(Required action): Only the lines below starting at the one containing "Return the outline of every instance of the black helmet." and ending at the one containing "Return the outline of every instance of the yellow" belong in the answer, each copied exactly.

(Data):

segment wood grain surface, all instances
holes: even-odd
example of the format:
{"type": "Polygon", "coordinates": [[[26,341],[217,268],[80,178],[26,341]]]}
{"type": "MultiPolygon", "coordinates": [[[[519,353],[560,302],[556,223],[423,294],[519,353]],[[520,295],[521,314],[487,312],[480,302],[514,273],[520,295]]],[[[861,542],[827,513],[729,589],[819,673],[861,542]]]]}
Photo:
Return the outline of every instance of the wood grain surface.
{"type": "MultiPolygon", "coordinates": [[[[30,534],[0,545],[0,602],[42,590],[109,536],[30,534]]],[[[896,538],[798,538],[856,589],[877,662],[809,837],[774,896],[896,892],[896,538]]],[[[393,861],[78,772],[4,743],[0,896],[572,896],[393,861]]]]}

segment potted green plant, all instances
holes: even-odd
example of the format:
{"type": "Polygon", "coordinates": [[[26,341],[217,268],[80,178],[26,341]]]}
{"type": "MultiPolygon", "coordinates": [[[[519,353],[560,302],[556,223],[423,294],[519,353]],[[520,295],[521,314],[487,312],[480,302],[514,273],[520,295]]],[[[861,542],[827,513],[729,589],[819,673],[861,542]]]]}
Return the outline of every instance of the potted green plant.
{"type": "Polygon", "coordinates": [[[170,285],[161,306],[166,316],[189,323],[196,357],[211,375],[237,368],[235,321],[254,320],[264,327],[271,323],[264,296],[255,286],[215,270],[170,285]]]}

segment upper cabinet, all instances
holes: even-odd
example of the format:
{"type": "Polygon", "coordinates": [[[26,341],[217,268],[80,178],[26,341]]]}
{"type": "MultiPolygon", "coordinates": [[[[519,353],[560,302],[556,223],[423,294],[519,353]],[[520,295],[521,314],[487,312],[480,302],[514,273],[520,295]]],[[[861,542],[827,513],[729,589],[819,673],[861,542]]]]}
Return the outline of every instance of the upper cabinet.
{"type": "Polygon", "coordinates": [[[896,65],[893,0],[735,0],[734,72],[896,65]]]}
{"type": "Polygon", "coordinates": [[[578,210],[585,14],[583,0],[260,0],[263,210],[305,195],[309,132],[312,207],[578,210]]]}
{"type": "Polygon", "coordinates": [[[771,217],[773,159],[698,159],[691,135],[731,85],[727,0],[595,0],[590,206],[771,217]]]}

---

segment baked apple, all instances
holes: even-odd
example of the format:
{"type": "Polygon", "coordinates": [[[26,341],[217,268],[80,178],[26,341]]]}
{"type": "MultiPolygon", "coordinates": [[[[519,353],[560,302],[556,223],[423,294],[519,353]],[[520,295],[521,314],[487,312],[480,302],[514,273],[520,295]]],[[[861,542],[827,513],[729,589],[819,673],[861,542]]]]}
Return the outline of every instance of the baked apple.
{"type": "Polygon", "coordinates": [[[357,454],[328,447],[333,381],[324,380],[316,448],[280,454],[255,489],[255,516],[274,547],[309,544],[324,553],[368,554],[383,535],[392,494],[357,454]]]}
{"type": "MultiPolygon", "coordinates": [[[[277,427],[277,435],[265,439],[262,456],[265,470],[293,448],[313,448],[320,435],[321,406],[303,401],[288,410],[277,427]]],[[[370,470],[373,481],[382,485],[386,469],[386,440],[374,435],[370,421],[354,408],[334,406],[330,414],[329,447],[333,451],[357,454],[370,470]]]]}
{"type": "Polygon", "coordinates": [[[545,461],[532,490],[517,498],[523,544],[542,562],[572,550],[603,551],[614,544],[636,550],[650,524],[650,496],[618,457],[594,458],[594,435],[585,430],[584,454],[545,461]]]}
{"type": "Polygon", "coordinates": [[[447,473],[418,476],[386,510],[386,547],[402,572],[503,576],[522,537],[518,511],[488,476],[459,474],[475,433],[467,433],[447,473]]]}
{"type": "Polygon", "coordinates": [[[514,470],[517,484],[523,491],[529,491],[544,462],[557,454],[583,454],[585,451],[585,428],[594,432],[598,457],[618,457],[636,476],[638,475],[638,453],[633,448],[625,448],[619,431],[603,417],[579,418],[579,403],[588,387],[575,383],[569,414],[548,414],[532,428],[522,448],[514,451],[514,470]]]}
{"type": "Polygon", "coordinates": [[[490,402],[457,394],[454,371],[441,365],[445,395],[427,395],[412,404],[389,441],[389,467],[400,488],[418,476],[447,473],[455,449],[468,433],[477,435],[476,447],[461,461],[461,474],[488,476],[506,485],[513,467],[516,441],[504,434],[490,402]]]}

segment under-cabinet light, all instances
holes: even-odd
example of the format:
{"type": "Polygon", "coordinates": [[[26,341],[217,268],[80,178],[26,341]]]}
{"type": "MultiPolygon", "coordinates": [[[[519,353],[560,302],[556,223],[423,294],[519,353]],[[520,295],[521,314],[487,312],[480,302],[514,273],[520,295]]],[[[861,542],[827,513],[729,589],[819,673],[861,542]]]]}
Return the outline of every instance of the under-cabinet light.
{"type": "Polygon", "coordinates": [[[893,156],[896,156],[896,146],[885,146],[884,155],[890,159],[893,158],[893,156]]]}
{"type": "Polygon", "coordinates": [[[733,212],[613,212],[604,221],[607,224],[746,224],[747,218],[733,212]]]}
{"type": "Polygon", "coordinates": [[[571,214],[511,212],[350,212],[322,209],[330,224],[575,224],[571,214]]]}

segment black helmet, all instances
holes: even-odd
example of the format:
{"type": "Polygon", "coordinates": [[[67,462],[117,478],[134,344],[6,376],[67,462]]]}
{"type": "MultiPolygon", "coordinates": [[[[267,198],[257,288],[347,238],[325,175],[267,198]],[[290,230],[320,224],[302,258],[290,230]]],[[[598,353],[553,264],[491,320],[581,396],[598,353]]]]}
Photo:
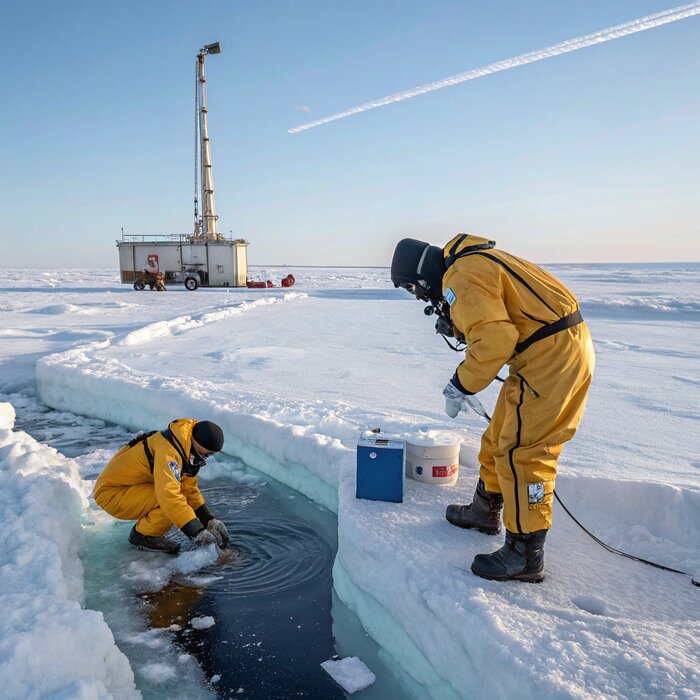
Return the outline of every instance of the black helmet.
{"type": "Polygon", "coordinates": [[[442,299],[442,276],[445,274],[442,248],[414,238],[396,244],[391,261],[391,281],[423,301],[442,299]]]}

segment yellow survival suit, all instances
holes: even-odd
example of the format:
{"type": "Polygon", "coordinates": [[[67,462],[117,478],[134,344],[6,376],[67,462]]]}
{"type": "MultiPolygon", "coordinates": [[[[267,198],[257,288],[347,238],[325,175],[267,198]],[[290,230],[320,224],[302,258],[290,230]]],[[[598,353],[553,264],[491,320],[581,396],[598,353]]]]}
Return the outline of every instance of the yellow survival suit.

---

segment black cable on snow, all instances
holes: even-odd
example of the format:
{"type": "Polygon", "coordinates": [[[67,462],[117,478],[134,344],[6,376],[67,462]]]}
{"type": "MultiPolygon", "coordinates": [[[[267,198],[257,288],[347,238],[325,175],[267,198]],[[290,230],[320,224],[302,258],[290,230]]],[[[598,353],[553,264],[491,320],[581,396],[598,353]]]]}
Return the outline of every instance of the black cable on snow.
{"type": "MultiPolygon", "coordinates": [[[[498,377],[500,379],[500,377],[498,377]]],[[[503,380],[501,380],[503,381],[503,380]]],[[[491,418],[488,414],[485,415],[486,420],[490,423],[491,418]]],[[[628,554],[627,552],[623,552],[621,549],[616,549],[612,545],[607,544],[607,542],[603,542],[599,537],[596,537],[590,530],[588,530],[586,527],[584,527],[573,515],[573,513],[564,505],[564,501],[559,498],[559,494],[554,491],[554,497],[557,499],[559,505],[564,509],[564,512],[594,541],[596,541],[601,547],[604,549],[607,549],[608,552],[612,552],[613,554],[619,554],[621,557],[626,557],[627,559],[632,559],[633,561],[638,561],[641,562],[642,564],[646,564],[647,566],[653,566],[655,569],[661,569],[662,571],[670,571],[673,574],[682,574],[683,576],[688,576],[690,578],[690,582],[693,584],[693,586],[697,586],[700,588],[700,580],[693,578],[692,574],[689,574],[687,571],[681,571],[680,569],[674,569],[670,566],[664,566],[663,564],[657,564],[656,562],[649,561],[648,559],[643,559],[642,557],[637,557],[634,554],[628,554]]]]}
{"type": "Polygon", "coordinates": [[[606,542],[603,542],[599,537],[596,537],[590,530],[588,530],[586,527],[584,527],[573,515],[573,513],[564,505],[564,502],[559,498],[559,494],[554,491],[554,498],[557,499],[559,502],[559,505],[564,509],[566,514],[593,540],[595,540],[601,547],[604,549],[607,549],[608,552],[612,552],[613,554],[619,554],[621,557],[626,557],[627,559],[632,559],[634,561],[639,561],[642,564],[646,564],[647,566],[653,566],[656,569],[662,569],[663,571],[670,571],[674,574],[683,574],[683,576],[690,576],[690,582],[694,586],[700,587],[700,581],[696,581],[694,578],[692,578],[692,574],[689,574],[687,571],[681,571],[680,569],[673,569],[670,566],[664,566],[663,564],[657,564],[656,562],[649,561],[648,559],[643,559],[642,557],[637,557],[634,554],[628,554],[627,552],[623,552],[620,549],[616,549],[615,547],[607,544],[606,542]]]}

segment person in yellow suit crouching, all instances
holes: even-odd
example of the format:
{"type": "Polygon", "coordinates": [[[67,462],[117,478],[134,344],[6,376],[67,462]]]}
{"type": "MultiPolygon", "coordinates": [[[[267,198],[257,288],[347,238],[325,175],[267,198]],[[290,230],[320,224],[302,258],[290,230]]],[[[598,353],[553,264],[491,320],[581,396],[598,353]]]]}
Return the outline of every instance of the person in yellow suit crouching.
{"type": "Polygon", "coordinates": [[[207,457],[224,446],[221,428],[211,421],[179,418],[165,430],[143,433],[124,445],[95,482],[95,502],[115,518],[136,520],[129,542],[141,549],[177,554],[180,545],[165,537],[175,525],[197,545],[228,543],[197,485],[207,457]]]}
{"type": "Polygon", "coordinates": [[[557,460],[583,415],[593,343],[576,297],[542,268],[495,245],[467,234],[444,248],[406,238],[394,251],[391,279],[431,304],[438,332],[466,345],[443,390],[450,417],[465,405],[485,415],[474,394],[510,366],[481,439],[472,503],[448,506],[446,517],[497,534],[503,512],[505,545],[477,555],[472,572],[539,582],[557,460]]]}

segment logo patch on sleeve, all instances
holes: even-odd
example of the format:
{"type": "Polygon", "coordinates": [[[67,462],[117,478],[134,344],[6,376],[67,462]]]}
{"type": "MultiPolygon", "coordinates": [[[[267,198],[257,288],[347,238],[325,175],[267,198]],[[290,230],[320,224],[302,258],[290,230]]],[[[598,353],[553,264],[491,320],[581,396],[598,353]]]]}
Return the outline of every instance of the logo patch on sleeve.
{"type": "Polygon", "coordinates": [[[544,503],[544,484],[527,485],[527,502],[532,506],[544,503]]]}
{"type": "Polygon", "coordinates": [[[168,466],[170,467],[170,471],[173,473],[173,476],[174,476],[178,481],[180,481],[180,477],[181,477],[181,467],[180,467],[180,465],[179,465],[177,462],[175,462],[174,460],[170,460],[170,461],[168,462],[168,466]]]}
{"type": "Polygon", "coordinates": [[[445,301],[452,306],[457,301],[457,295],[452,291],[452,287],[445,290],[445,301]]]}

(Answer):
Return the outline of every instance of the black helmet.
{"type": "Polygon", "coordinates": [[[442,299],[442,276],[445,274],[442,248],[414,238],[396,244],[391,261],[391,281],[423,301],[442,299]]]}

segment yellow survival suit, all instances
holes: even-odd
example of the format:
{"type": "Polygon", "coordinates": [[[67,462],[117,478],[134,344],[6,376],[67,462]]]}
{"type": "MultiPolygon", "coordinates": [[[[267,198],[257,288],[347,238],[325,175],[267,198]],[[290,230],[320,224],[302,258],[290,230]]],[[[598,353],[553,264],[491,320],[581,396],[598,353]]]]}
Return the outline of every instance of the yellow survival suit.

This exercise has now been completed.